Change "this scan" to "this image" throughout the lines below and reproduce them with nothing else altered. Omit the pictures from your output.

— begin Data supplied —

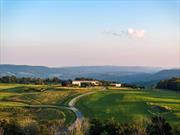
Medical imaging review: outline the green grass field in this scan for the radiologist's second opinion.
[0,84,180,126]
[0,84,89,126]
[76,89,180,125]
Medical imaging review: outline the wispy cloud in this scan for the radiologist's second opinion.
[127,28,145,38]
[104,28,145,39]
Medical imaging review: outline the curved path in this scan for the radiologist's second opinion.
[68,91,97,130]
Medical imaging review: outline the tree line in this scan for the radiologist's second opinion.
[156,77,180,91]
[0,76,144,89]
[0,76,72,86]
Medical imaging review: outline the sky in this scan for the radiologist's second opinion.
[0,0,180,68]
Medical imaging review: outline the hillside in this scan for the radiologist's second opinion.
[0,65,180,85]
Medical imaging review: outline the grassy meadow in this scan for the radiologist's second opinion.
[0,84,89,126]
[76,89,180,125]
[0,84,180,129]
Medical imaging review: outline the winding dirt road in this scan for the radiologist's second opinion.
[68,91,97,131]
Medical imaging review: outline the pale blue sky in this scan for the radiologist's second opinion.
[1,0,180,67]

— end Data supplied —

## [Exercise answer]
Medical imaging review: outline the green grass field in this image for the radiologist's second opinion.
[0,84,180,126]
[0,84,89,126]
[76,89,180,125]
Medical imaging review: outline the wispy cloud in this image for the radiologist's second opinion.
[127,28,145,38]
[104,28,145,39]
Medical imaging review: outline the curved path in this image for the radiologist's second opinion.
[68,91,97,130]
Medical imaging review: outline the tree line in this image for the radiologist's second opinion.
[156,77,180,91]
[0,76,144,89]
[0,76,72,86]
Medical imaging review: outline the sky in this image for the radiologist's second opinion.
[0,0,180,68]
Medical imaging review: outline the hillside in this image for the radiologist's second opinion.
[0,65,180,85]
Medical imaging review: outline the grassy meadow in this image for the radiologist's second opinion.
[0,84,89,126]
[76,89,180,125]
[0,84,180,129]
Medical imaging review: outline the winding dirt road in this image for the radiologist's second opinion.
[68,91,97,131]
Medical imaging review: outline the pale blue sky in this image for the radiologist's second opinion.
[1,0,180,67]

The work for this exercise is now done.